# Consegna esercizio 1:
Trascrivi fedelmente le righe dell'elenco a partire da quella che contiene "Keep to these rules. Indicate every instance of the small" fino a quella che contiene "(1051, 249)", entrambe incluse.

# Estratto fornito:
________________________________________

Avremmo potuto sentire tutto questo, ne siamo certi. Non potendo sentirlo, abbiamo ascoltato ciò che c'era, abbiamo guardato le cose, i tetti, le strade, le maglie, le biciclette, gli scatti, le cadute. Le braccia alzate e la vittoria, la testa bassa e la sconfitta. La gara, insomma. Il Giro. Il resto, alla fine, lo sappiamo, perché quei rumori li abbiamo tutti dentro.


Ho portato una bicicletta al Giro

Non l’ho detto ieri, ma ho portato una bicicletta al Giro d’Italia. Anzi, non una: la mia bicicletta! È questo il miglioramento più significativo rispetto alla scorsa edizione della Corsa Rosa: più della presenza di Remco, più del ritorno dei buffet in sala stampa. Pedalo un po’ al mattino, prima che cominci il delirio. Dalle 9:30 circa alle 21 si lavora sostanzialmente senza sosta al Giro: riuscire a staccare la testa fa bene, ogni tanto.

Giusto una volta, per ora, sono riuscito ad alzarmi presto e inforcare la bici. Sabato, prima della cronometro, ho raggiunto Ortona da Montesilvano. Nel farlo ho percorso alcuni chilometri che i corridori hanno fatto ieri, nella Teramo-San Salvo: splendidi, soprattutto quelli vallonati verso Ortona, impreziositi dalla vista sul mare. Assetato com’ero e ignaro della dislocazione delle fontanelle sul territorio, ho trovato l’oasi nel deserto in un bar alquanto strano, in località Contrada Schiavi. L’insegna fuori, innanzitutto, non recava un nome e nemmeno sulle mappe è segnalato. C’era uno di quei cartelloni coi loghi di varie aziende telefoniche, ma scolorito e vecchio.

La prima cosa che noto, entrando, è una cesta di uova messe su uno sgabello: certo che sono in vendita, mi conferma l’anziana signora dietro al bancone. Vista la bici mia appoggiata fuori, si ferma un altro ciclista. Mentre riempio le borracce di acqua fresca (la bottiglia stava nel frigo del bar da prima del Giro di Hesjedal), l’altro avventore del bar e la signora chiacchierano in dialetto abruzzese dell’origine dei loro genitori: storia lancianesi e teatine. Poi la signora Martelli (il nome, però, non vuole dircelo) ha il fermo desiderio di portarci a vedere le galline, quelle delle uova. Sono più di 80, ma in diminuzione da quando nel vicinato sono comparsi alcuni cani di grossa taglia.

________________________________________

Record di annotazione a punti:
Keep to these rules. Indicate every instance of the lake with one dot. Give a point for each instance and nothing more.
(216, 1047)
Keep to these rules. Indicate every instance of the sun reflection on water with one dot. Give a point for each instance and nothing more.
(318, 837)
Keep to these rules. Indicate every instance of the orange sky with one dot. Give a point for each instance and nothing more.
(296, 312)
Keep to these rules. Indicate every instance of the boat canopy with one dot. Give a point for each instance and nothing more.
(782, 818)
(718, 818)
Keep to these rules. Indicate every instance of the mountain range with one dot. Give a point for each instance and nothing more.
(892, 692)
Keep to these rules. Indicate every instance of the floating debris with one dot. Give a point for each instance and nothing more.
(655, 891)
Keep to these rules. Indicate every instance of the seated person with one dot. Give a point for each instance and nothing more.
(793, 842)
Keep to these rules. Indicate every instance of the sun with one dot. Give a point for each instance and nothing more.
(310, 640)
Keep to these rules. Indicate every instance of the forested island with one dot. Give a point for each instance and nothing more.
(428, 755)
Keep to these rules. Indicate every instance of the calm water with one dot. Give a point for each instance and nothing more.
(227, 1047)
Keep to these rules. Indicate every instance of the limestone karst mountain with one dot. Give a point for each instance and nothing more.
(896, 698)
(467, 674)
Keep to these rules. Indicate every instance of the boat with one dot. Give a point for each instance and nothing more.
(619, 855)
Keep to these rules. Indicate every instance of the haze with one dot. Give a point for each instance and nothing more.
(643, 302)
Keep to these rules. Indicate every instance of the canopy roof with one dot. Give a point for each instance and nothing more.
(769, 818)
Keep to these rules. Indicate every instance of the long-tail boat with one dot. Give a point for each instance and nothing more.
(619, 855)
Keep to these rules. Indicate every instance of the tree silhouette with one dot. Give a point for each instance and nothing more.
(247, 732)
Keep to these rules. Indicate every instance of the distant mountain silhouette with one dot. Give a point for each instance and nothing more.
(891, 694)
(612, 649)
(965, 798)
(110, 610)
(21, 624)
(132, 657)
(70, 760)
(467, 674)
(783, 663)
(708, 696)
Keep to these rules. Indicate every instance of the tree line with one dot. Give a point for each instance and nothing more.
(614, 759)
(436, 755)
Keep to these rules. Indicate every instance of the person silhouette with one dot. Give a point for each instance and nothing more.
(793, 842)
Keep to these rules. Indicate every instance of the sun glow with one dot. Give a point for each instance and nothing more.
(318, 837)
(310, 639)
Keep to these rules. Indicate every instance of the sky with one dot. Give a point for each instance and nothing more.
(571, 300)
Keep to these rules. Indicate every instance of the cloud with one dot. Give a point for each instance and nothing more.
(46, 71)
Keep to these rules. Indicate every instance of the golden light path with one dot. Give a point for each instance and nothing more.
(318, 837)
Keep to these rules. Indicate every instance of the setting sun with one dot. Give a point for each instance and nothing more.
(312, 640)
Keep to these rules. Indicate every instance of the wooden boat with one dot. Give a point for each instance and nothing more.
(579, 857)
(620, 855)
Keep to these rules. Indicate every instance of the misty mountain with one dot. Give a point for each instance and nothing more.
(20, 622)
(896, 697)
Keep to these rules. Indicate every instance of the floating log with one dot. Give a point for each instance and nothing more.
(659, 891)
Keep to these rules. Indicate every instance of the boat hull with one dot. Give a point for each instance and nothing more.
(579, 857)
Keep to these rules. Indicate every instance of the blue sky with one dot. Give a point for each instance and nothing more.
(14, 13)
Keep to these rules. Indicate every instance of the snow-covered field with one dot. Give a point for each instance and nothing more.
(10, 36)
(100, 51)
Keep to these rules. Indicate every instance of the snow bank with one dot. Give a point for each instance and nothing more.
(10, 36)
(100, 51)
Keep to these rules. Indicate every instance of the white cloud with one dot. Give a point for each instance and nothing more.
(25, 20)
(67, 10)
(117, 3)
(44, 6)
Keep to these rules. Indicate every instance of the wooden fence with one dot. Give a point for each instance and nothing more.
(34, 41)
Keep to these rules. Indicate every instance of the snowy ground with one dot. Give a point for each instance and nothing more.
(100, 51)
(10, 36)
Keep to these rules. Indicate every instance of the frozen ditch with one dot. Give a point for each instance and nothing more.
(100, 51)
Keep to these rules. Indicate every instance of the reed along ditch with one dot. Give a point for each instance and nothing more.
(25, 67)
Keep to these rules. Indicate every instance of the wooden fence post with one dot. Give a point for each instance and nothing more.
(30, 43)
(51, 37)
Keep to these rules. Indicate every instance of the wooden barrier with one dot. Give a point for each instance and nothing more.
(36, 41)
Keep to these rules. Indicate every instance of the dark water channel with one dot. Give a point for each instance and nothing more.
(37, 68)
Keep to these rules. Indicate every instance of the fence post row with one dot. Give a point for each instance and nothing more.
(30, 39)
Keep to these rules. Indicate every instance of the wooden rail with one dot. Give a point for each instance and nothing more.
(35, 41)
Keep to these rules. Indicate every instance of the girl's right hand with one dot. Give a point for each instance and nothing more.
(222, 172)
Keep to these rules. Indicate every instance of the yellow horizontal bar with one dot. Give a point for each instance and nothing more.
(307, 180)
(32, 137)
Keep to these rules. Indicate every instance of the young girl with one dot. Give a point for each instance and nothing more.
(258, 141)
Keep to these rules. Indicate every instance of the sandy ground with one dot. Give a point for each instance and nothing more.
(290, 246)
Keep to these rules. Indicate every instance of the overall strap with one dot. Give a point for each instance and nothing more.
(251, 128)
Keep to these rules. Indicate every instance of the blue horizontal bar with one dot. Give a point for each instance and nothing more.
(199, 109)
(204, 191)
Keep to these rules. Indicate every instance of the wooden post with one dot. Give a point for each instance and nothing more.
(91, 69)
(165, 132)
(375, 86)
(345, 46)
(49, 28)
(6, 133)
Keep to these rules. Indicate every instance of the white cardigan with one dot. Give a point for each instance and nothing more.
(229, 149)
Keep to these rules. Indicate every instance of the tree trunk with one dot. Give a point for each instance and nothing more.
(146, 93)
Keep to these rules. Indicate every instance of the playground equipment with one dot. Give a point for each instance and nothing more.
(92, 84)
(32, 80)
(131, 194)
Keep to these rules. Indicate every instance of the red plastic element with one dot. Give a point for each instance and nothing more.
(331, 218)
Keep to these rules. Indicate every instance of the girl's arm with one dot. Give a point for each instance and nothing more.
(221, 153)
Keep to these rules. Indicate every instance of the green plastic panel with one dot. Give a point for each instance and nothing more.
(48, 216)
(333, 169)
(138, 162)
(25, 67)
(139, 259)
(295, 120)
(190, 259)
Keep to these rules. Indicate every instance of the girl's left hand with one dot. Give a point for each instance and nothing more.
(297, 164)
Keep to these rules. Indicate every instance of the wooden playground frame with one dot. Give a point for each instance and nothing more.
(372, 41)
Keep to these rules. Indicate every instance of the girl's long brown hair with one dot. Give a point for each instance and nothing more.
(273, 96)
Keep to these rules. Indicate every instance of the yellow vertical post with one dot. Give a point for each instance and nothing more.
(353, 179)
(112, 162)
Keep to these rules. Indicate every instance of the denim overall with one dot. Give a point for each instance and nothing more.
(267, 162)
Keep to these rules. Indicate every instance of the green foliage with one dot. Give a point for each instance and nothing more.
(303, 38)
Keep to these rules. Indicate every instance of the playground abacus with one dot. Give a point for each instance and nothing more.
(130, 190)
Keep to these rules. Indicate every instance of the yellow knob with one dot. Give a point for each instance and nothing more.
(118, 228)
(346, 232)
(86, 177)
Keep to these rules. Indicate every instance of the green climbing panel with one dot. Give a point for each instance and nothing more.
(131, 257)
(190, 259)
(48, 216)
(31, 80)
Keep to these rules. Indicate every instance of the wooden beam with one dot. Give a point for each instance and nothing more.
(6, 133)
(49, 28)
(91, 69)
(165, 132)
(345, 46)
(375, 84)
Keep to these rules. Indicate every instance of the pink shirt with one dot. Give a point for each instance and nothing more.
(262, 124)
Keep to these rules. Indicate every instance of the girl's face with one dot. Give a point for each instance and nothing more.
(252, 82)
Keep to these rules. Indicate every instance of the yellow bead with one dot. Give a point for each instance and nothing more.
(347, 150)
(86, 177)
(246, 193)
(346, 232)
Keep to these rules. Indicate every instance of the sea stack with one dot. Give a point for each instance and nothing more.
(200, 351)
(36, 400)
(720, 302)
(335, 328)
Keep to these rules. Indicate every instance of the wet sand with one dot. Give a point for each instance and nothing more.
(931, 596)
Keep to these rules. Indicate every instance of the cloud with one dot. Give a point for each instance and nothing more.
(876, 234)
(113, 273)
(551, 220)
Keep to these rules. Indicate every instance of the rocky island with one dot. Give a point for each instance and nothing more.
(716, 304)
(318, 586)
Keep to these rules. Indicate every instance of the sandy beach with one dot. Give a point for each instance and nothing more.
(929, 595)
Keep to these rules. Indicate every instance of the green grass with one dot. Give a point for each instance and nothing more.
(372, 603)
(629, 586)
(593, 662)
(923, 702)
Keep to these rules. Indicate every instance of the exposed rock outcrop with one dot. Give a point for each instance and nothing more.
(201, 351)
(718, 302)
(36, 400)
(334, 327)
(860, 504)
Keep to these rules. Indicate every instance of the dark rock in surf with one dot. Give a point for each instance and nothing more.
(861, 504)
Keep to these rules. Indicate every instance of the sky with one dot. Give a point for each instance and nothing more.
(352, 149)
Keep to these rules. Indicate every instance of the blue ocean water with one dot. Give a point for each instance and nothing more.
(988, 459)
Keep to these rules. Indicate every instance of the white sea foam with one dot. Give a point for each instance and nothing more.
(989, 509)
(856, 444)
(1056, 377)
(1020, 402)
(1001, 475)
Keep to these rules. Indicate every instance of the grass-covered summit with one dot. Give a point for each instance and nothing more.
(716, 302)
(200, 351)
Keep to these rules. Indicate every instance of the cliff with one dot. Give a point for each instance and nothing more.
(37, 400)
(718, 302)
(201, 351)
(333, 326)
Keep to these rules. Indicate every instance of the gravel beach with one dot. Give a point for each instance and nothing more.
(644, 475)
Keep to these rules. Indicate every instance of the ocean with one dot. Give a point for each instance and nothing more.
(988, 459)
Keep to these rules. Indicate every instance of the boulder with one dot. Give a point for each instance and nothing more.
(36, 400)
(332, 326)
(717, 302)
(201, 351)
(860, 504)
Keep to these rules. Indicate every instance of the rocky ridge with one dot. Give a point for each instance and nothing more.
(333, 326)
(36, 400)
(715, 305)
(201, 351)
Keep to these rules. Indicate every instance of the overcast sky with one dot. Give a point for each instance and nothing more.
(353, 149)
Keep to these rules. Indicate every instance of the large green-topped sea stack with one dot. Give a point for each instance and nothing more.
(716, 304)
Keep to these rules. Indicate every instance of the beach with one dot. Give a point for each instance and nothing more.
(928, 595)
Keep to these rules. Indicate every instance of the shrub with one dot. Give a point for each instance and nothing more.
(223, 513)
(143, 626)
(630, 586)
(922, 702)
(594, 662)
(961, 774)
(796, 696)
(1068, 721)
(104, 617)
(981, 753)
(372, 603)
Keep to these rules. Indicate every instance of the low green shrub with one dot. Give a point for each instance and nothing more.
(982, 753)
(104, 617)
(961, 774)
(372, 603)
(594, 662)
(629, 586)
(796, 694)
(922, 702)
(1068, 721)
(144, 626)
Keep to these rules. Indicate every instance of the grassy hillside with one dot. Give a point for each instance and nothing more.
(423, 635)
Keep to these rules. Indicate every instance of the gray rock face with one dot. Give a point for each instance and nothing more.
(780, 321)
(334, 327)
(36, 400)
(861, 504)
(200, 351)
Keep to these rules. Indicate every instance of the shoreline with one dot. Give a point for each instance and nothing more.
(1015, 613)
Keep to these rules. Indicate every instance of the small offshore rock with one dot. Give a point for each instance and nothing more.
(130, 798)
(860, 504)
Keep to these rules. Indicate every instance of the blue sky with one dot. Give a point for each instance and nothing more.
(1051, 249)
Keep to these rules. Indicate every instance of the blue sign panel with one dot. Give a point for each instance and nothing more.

________________________________________

# Consegna esercizio 2:
Prosegui il testo sul Giro d'Italia partendo dopo l'ultima frase riportata.

# Output atteso 1:
Keep to these rules. Indicate every instance of the small offshore rock with one dot. Give a point for each instance and nothing more.
(130, 798)
(860, 504)
Keep to these rules. Indicate every instance of the blue sky with one dot. Give a point for each instance and nothing more.
(1051, 249)

# Output atteso 2:
Mentre si aggira per l’orto ci racconta di un ciclista che si fermò lì, quattro anni prima. Si fermò al bar mentre la signora stava zappando l’orto, attratto - ricorda lei - dalle bellissime primule sul vialetto. Si trattava di uno psicologo di fama di Palermo, che aveva parenti in zona. Egli presto si affezionò alla signora e andava sempre a trovarla, nelle sue uscite in bici. Finché, nonostante la devozione di questo psicologo per Santa Rosalia, non ha trovato una prematura morte in circostanze sconosciute. La signora Martelli si commuove raccontando l’epilogo perché sia io che l’altro avventore del bar siamo dello stesso segno zodiacale della persona deceduta, l’ariete.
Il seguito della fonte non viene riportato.